[Tasks and exercises]
A. In the text about gardening after loss, swap "full-time mum" for "full-time mother" and reproduce the passage between "My sweet baby" and "to care for?", inclusive.
B. Carry on the story about gardening after loss from its last sentence.

[Excerpted text]
++++++
I will share some of these ideas in later blogs. For now I’ll share the story that got this thing going. As you probably expect, after reading this far, it’s about something entirely unexpected…
For those who know me, you may be surprised to discover – I HATED gardening! (Didn’t expect that now, did ya?!)
I’ve always loved being outside in nature, appreciated a lovely garden and all that. But seriously, who wants to pull up weeds, mow lawns, get dirt under the fingernails, and deal with all sorts of creepy crawlies? Not me! I worked in the garden when I had to, and no more.

That is, until one of those unexpected life events dumped all over me.

My sweet baby girl Rhiannon died just a couple of weeks after her first birthday. She was just starting to walk, and smiled and giggled constantly (I loved her bubbly laugh). A medical condition we didn’t know about until it was too late took our smiley girl from us.I was a full-time mum; my main focus in life at that point was caring for and loving Rhiannon. Suddenly, unexpectedly, I was…what? Was I still a mother? What do I do now I no longer had my baby to care for?

My parents and I created a little garden on Rhiannon’s grave (her resting place is still referred to as ‘Rhiannon’s Garden’ by my family). Initially the garden was to soften the look of the raw earth piled up over her grave. My heart and soul already felt bare and barren. There needed to be life and growth, a reminder that there is still beauty and peace.

I didn’t consciously think these things when I planted the garden on that small mound. I simply needed something, anything, to do, to care for, to nurture and watch grow. Caring for a garden was a poor substitute for caring for my baby, but it kept me sane. It provided a meaningful connection to Rhiannon, a regular distraction from my grief, and gave me something to do and accomplish. I could no longer take care of my daughter, but I could do THIS.

I never expected the peace I would find in that little garden. I could focus on the present; lose myself in the feel of my fingers in the dirt, the texture and fragrance of the plants, their flowers and form – easy on the eye and restful for the heart.

I could look forward to the seasonal changes in the garden, pretty flowers, colourful new growth and the way the light at different times of the year created a whole new feeling to the garden.
++++++
[Stored data entries]
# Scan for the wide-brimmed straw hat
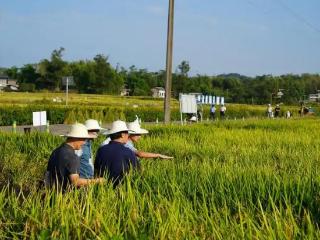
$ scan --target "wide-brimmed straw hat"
[84,119,105,131]
[63,123,96,139]
[128,120,149,134]
[103,120,132,135]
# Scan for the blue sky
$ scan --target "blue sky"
[0,0,320,76]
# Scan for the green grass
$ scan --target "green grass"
[0,119,320,239]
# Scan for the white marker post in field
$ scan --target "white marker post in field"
[179,93,198,125]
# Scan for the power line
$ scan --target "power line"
[275,0,320,33]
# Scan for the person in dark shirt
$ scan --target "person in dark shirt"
[94,120,140,187]
[274,104,280,117]
[45,124,104,191]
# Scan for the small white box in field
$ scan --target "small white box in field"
[32,111,47,127]
[180,94,197,113]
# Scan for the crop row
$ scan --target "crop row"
[0,119,320,239]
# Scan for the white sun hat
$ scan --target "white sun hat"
[128,120,149,134]
[64,123,96,138]
[84,119,104,131]
[103,120,131,135]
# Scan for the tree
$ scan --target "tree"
[37,47,67,90]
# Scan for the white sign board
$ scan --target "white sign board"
[180,94,197,113]
[62,76,75,86]
[216,97,220,105]
[32,111,47,127]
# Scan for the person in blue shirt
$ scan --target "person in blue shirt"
[94,120,140,187]
[77,119,103,179]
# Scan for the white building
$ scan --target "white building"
[0,76,19,91]
[151,87,166,98]
[309,93,320,102]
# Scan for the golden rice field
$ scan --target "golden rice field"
[0,118,320,239]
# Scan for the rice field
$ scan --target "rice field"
[0,118,320,239]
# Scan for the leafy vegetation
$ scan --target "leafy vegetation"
[2,48,320,104]
[0,119,320,239]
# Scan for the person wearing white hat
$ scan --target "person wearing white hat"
[77,119,104,179]
[125,120,172,159]
[94,120,140,187]
[267,103,273,118]
[45,123,104,191]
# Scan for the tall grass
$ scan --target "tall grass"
[0,119,320,239]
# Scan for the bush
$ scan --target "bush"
[19,83,36,92]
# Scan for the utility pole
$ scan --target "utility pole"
[164,0,174,123]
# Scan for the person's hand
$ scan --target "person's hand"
[158,154,173,159]
[95,178,106,183]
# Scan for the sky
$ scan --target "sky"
[0,0,320,76]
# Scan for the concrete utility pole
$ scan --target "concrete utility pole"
[164,0,174,123]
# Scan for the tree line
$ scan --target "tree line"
[0,48,320,104]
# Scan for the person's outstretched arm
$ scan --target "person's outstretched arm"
[69,174,105,187]
[135,151,173,159]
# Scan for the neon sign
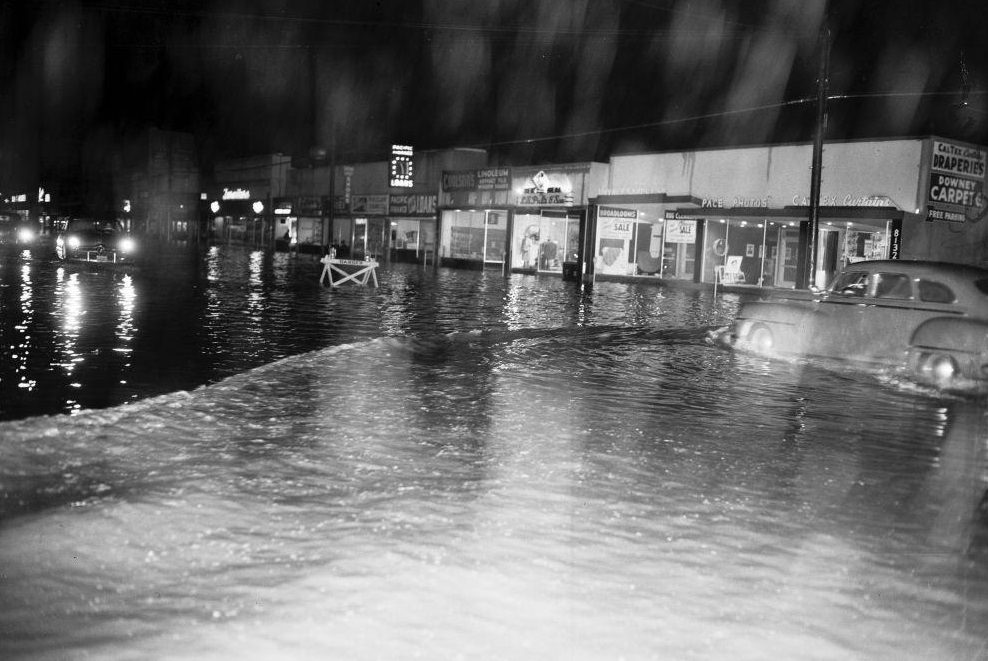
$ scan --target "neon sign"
[222,188,250,200]
[391,145,415,188]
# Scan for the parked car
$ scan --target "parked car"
[0,214,41,250]
[55,218,137,263]
[726,260,988,390]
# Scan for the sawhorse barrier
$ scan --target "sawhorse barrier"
[319,255,378,287]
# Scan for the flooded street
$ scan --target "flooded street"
[0,248,988,659]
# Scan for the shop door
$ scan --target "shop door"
[775,228,799,287]
[535,215,579,273]
[484,211,508,264]
[348,218,367,259]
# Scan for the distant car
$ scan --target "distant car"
[55,218,137,264]
[0,215,41,250]
[727,260,988,390]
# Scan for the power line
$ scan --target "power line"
[468,90,988,147]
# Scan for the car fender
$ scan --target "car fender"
[737,301,817,328]
[909,317,988,354]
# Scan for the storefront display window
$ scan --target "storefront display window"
[595,204,697,280]
[441,210,508,264]
[391,218,436,262]
[511,212,580,273]
[703,217,799,287]
[297,218,322,245]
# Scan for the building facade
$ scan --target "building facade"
[585,137,988,288]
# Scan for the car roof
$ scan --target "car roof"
[843,259,988,280]
[843,259,988,308]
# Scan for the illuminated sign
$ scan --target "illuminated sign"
[391,145,415,188]
[597,207,638,219]
[926,140,988,223]
[222,188,250,200]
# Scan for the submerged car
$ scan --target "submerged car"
[55,218,137,263]
[0,215,41,250]
[726,260,988,390]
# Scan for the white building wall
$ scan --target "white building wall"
[602,139,923,213]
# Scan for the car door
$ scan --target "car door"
[861,270,956,363]
[808,270,871,358]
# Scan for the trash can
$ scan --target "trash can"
[563,262,580,281]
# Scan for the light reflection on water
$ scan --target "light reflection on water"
[0,245,988,659]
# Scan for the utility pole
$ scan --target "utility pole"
[796,24,830,289]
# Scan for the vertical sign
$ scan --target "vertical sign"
[926,140,988,223]
[391,145,415,188]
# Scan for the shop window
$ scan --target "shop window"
[442,211,487,261]
[916,280,956,303]
[875,273,913,299]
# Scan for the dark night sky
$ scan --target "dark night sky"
[0,0,988,190]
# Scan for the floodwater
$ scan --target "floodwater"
[0,249,988,659]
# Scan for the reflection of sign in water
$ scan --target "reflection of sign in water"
[666,219,696,243]
[926,140,988,222]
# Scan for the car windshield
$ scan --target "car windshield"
[67,219,117,233]
[830,271,868,296]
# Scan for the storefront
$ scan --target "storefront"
[510,168,607,273]
[588,138,956,288]
[669,206,904,289]
[388,193,436,262]
[209,188,273,247]
[437,168,511,269]
[589,193,699,280]
[333,194,389,261]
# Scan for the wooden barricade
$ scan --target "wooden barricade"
[319,255,379,287]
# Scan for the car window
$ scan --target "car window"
[875,273,913,298]
[830,271,868,296]
[918,280,957,303]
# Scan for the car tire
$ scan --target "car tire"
[748,324,775,353]
[920,353,960,388]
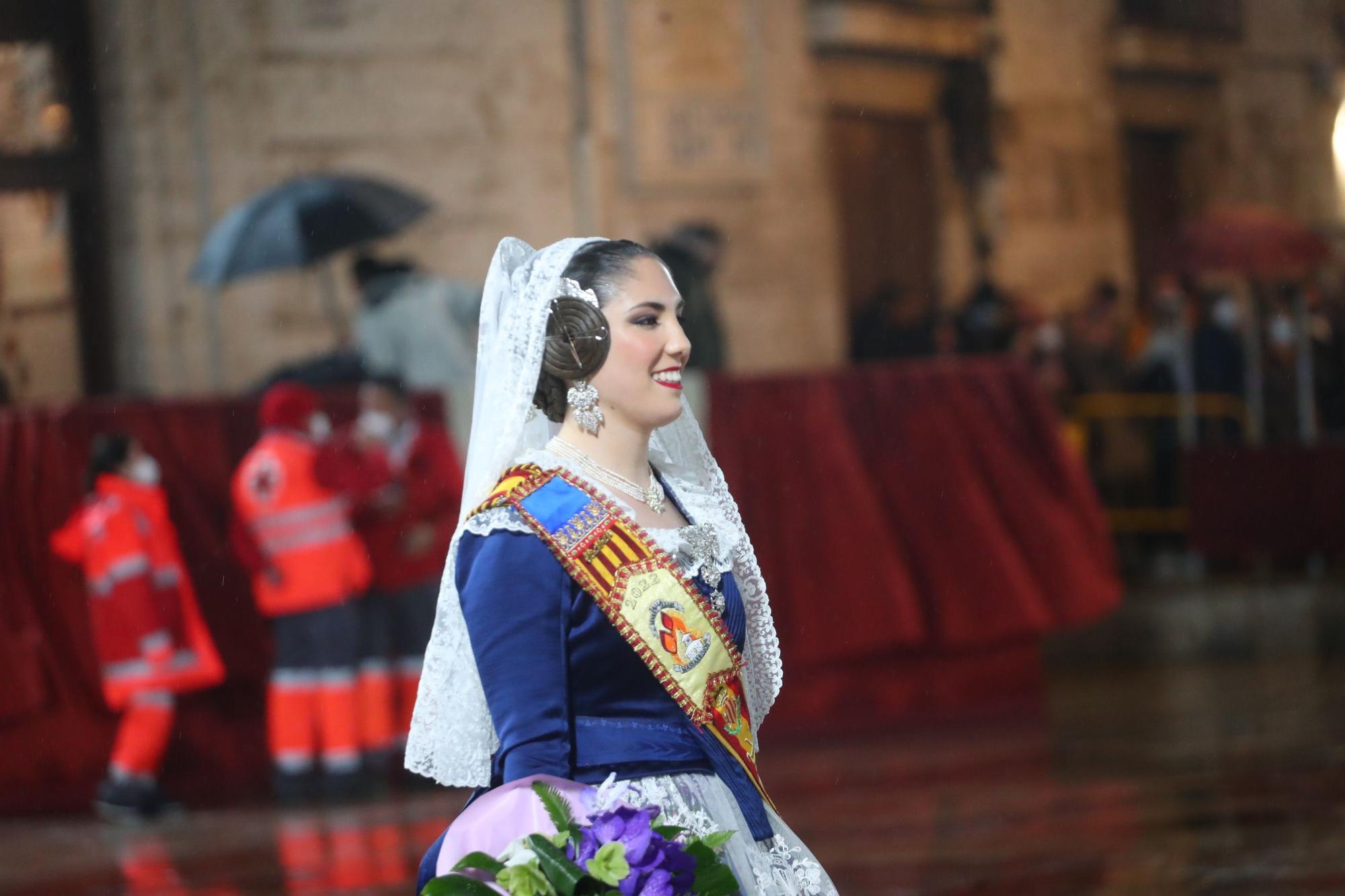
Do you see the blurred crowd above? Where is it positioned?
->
[850,276,1345,442]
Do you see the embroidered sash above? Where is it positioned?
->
[473,464,775,809]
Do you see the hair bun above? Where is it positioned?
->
[542,296,612,380]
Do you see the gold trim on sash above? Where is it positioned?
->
[495,464,773,807]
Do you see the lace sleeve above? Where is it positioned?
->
[406,507,530,787]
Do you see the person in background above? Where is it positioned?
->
[51,432,225,821]
[1306,282,1345,434]
[230,383,387,801]
[1262,284,1301,442]
[355,376,463,768]
[958,278,1018,354]
[850,284,939,362]
[351,255,482,444]
[1192,292,1247,444]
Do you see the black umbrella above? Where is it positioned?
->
[191,175,430,289]
[191,175,430,387]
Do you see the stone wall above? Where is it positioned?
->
[93,0,841,393]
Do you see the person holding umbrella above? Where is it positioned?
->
[231,382,387,801]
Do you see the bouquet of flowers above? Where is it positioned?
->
[421,778,738,896]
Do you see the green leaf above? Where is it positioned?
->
[421,874,499,896]
[527,834,584,896]
[701,830,738,850]
[453,853,504,874]
[533,780,574,830]
[686,842,741,896]
[495,862,555,896]
[584,844,631,887]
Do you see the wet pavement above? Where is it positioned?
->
[0,663,1345,896]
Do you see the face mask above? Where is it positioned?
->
[308,413,332,441]
[1209,296,1239,329]
[126,455,159,486]
[356,410,397,441]
[1266,315,1295,347]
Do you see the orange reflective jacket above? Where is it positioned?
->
[233,430,370,616]
[51,475,225,709]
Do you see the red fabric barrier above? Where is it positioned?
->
[712,360,1120,728]
[0,363,1119,813]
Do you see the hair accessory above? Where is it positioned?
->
[561,277,599,308]
[565,379,603,436]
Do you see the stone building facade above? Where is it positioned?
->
[0,0,1345,398]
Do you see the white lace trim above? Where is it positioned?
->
[406,238,783,787]
[623,774,837,896]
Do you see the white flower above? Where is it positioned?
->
[499,836,537,868]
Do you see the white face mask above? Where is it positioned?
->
[1209,296,1241,329]
[308,411,332,441]
[355,409,397,441]
[126,455,159,486]
[1266,315,1297,347]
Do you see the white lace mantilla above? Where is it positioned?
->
[623,774,837,896]
[406,238,783,787]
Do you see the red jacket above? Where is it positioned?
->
[355,419,463,591]
[230,429,386,616]
[51,475,225,709]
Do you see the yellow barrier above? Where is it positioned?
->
[1065,391,1248,534]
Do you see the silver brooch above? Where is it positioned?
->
[678,524,726,615]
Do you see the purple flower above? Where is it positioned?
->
[619,868,686,896]
[565,806,695,896]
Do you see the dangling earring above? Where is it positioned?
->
[565,379,603,436]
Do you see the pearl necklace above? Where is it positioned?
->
[546,436,663,514]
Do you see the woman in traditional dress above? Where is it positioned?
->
[406,238,835,896]
[51,433,225,822]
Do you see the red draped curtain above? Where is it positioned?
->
[712,359,1120,729]
[0,362,1119,811]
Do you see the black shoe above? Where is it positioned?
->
[93,778,159,825]
[397,768,443,794]
[270,768,315,806]
[149,782,187,818]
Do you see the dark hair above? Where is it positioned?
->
[364,374,410,401]
[533,239,659,422]
[85,432,136,491]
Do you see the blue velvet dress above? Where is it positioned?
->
[457,532,746,784]
[417,471,835,895]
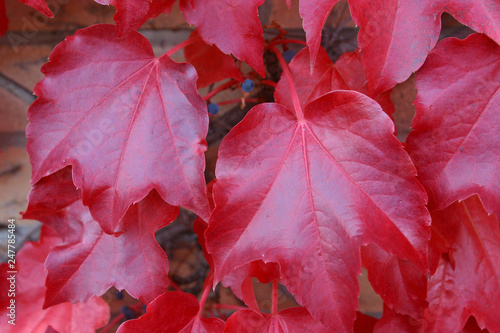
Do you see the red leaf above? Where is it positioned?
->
[19,0,54,17]
[179,0,266,77]
[0,227,109,333]
[224,307,331,333]
[24,168,179,307]
[354,311,377,333]
[274,47,394,115]
[348,0,500,94]
[205,91,430,332]
[425,196,500,332]
[117,291,224,333]
[361,244,428,319]
[407,34,500,216]
[95,0,175,36]
[0,0,9,36]
[26,25,210,233]
[184,30,243,88]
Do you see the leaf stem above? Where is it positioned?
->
[203,79,239,102]
[269,46,304,122]
[164,36,201,57]
[272,279,278,315]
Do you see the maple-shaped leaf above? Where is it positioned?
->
[407,34,500,216]
[0,226,109,333]
[0,0,9,36]
[348,0,500,94]
[95,0,175,36]
[26,24,210,233]
[425,196,500,333]
[274,47,394,115]
[361,244,428,319]
[23,167,179,307]
[19,0,54,17]
[184,30,243,88]
[205,91,430,332]
[179,0,266,77]
[224,307,331,333]
[373,305,422,333]
[117,291,224,333]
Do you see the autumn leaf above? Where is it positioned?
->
[26,25,210,233]
[407,34,500,216]
[184,30,243,88]
[95,0,175,36]
[205,91,429,332]
[0,227,109,333]
[179,0,266,77]
[23,167,179,306]
[117,291,224,333]
[425,196,500,333]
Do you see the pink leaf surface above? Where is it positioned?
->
[407,34,500,216]
[349,0,500,94]
[184,30,243,88]
[180,0,265,77]
[0,227,109,333]
[95,0,175,36]
[425,196,500,333]
[24,168,179,306]
[224,307,331,333]
[117,291,224,333]
[26,25,210,233]
[205,91,430,332]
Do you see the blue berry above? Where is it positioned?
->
[241,79,255,92]
[121,305,135,320]
[283,50,297,62]
[208,103,219,114]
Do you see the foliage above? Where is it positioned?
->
[0,0,500,333]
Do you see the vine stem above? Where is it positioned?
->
[99,302,142,333]
[272,279,278,315]
[198,272,214,317]
[165,36,201,57]
[203,79,239,102]
[269,46,304,122]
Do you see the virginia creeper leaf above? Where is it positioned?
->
[117,291,224,333]
[274,47,394,115]
[26,24,210,233]
[224,307,331,333]
[19,0,54,17]
[205,91,430,332]
[349,0,500,94]
[179,0,266,77]
[361,244,428,319]
[407,34,500,216]
[0,226,109,333]
[95,0,175,36]
[184,30,243,88]
[425,196,500,332]
[24,167,179,307]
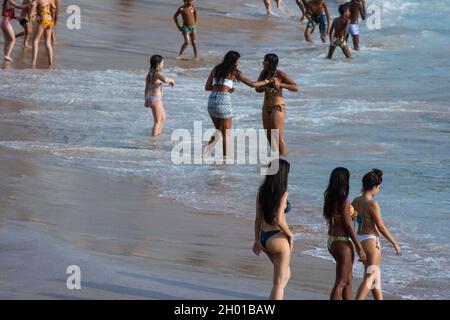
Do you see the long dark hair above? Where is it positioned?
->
[259,159,291,224]
[362,169,383,192]
[214,51,241,81]
[263,53,280,80]
[323,168,350,221]
[148,54,164,84]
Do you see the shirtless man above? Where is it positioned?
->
[305,0,330,43]
[264,0,281,16]
[348,0,366,50]
[327,4,352,60]
[173,0,200,60]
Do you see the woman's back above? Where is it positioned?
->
[328,203,354,237]
[147,70,163,96]
[353,196,379,235]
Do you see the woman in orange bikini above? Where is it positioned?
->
[1,0,28,62]
[256,53,298,156]
[33,0,56,67]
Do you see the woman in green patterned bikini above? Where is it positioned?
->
[173,0,200,60]
[323,168,366,300]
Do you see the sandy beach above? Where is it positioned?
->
[0,94,400,300]
[0,0,450,300]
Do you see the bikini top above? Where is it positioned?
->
[2,7,16,18]
[37,3,52,16]
[356,200,383,231]
[213,78,234,89]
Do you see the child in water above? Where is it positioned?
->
[173,0,200,60]
[327,4,352,60]
[264,0,281,16]
[145,55,175,136]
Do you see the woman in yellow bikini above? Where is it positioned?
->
[33,0,56,67]
[256,53,298,156]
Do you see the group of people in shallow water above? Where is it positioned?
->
[145,51,299,161]
[173,0,366,60]
[253,164,401,300]
[264,0,366,59]
[1,0,401,299]
[1,0,61,67]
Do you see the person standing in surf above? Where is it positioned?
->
[204,51,272,157]
[348,0,366,51]
[323,168,366,300]
[352,169,401,300]
[145,55,175,137]
[173,0,200,60]
[252,159,294,300]
[256,53,299,156]
[327,4,352,60]
[305,0,331,43]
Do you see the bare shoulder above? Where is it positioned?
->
[369,200,380,213]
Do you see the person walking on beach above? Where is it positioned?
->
[204,51,272,157]
[256,53,299,156]
[264,0,281,16]
[347,0,366,51]
[145,55,175,137]
[52,0,61,45]
[353,169,401,300]
[253,159,294,300]
[16,0,36,49]
[323,168,366,300]
[173,0,200,60]
[1,0,29,62]
[295,0,306,21]
[327,4,352,60]
[305,0,331,43]
[32,0,56,67]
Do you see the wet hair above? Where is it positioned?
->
[150,54,164,72]
[362,169,383,192]
[258,159,291,225]
[263,53,280,80]
[339,2,350,16]
[214,51,241,80]
[323,168,350,222]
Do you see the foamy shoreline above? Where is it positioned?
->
[0,95,400,299]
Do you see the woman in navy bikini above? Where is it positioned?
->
[253,159,294,300]
[353,169,401,300]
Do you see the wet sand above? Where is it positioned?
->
[0,100,400,299]
[0,1,400,299]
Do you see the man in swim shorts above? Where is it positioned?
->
[348,0,366,50]
[173,0,199,60]
[305,0,330,43]
[327,4,352,60]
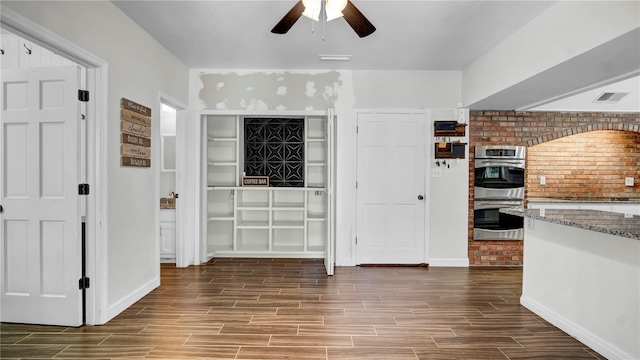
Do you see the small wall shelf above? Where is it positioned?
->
[434,142,467,159]
[433,120,467,137]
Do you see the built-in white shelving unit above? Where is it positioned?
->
++++++
[Answers for the exercise]
A.
My sweet baby girl Rhiannon died just a couple of weeks after her first birthday. She was just starting to walk, and smiled and giggled constantly (I loved her bubbly laugh). A medical condition we didn’t know about until it was too late took our smiley girl from us.I was a full-time mother; my main focus in life at that point was caring for and loving Rhiannon. Suddenly, unexpectedly, I was…what? Was I still a mother? What do I do now I no longer had my baby to care for?

B.
It was a safe place to sit and reflect, to cry when I needed to, and to have it all put into perspective by the majestic Karri forest surrounding the cemetery. The giant trees have seen so many laid to rest over the years, yet are still there, standing strong and proud.

Now I can’t imagine my life without a garden in it. I never expected I would ever feel that way.

My current garden is very overgrown at the moment. The paths have all but disappeared. Some plants have taken over, while others are struggling but they are surviving. Strong winds have damaged a few shrubs too. But that’s ok. The garden is lush, green and growing. It’s like my own backyard jungle. Who knows what treasures there may be in there? Soon there will be a mass of flowers as spring approaches. Every year I find plants that have unexpectedly flowered and others that haven’t.

My garden reflects quite accurately where I’m at, right now. Things have been chaotic, but slowly I’m creating some order. My own growth has been massive in certain areas of my life and a challenge in others. I haven’t really been taking good care of myself, but like my garden, I’m surviving. I am looking forward with anticipation to pruning a few things back in my life, clearing pathways to get a better idea of where I am going, and planting some ‘seeds’ to see what will bloom. Unexpected things still keep happening, but it is only a season in my life. I just remind myself that spring is coming.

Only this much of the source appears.